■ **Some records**

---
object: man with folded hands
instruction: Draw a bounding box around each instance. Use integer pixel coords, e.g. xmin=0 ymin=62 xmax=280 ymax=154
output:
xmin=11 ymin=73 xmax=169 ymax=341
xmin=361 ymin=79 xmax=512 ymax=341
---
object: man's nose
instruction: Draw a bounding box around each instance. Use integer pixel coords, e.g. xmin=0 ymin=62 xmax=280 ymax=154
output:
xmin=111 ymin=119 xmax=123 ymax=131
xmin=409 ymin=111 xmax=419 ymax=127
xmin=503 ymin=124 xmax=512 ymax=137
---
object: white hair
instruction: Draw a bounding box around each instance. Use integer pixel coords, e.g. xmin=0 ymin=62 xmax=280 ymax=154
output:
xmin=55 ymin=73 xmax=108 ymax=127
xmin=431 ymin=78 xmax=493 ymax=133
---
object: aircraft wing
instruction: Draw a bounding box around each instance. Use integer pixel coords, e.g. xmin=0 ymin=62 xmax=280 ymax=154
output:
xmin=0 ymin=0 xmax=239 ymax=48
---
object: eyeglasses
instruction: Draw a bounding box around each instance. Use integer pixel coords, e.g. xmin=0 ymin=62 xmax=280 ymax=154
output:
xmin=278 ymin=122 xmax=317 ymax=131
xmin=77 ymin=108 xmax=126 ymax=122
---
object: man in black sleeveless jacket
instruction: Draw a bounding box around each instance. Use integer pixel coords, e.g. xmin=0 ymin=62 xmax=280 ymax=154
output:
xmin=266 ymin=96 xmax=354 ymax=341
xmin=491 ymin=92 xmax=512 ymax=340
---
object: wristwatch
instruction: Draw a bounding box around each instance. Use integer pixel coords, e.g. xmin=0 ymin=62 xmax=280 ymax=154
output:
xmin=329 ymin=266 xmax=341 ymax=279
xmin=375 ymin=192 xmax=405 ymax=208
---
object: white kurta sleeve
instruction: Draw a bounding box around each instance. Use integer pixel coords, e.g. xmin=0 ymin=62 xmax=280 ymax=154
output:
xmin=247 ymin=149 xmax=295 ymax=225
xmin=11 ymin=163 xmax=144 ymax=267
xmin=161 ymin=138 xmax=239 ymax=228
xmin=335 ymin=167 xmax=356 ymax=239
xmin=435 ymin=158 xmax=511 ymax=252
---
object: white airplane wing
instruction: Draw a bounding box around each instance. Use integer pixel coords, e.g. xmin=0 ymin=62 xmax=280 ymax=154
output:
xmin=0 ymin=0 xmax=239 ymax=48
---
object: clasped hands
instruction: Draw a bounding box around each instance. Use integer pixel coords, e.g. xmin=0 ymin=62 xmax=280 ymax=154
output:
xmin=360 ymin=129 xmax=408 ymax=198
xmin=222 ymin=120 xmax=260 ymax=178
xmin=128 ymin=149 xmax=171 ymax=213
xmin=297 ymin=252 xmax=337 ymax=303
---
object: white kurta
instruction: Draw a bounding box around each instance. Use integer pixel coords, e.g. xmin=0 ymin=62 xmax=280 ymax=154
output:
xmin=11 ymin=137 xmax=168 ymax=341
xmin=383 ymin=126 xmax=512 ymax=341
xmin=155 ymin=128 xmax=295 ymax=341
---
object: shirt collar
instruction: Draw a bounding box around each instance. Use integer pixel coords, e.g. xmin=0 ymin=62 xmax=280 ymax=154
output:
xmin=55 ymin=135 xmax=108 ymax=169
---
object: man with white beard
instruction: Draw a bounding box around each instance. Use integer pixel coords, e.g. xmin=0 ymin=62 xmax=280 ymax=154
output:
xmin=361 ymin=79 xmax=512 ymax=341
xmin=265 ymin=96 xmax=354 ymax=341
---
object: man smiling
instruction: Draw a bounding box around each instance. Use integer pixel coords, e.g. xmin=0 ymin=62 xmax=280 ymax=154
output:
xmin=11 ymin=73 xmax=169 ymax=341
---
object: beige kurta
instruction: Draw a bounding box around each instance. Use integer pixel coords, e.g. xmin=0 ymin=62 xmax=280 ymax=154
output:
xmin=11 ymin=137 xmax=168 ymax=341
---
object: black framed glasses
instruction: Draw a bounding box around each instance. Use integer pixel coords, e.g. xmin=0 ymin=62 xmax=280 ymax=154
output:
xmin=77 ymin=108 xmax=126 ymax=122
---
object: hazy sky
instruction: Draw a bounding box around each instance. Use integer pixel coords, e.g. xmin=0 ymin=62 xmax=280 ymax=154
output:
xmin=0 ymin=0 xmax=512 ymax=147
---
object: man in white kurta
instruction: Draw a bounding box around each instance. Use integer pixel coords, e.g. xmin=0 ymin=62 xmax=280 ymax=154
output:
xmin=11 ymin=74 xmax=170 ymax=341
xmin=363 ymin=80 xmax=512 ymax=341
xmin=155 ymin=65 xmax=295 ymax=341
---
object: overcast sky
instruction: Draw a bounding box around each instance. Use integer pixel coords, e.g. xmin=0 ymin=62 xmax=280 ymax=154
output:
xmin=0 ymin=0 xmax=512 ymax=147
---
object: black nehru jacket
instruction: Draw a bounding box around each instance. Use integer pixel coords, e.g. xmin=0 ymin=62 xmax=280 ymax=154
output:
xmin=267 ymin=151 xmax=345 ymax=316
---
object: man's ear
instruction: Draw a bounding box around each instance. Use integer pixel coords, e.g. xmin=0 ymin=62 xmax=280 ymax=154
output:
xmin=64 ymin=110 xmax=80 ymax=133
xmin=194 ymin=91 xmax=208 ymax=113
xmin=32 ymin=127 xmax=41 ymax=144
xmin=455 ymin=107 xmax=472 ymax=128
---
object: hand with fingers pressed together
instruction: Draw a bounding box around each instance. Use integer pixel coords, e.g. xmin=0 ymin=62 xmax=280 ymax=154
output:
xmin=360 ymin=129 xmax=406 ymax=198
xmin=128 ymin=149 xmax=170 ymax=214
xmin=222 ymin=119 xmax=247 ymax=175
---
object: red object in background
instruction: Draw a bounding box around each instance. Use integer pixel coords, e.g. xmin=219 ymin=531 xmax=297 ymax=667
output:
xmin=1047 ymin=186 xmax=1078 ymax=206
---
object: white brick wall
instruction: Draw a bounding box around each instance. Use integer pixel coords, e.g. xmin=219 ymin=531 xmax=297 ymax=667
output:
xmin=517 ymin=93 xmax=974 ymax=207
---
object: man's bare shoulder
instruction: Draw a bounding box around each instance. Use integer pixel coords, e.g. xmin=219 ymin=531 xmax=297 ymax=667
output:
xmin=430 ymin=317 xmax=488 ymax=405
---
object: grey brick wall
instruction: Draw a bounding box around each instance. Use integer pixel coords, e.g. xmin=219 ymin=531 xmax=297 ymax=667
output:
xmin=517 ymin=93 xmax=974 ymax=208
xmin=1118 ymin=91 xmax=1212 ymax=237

■ **Exercise prompt**
Rewrite the stretch from the start of the data through the line containing "xmin=503 ymin=124 xmax=512 ymax=137", changing "folded hands" to "clasped hands" and leaving everything else unchanged. Return only those lines.

■ **Result of this exercise**
---
object: man with clasped hands
instruction: Draw a bounding box around each instance. Use integer pixel coords, e.g. xmin=0 ymin=62 xmax=280 ymax=154
output:
xmin=11 ymin=73 xmax=169 ymax=341
xmin=361 ymin=79 xmax=512 ymax=341
---
object: man's nose
instruction: Draw a bounding box around each instance. Use integer pixel coords, e.g. xmin=0 ymin=62 xmax=280 ymax=154
output:
xmin=111 ymin=119 xmax=123 ymax=131
xmin=409 ymin=111 xmax=419 ymax=127
xmin=503 ymin=124 xmax=512 ymax=137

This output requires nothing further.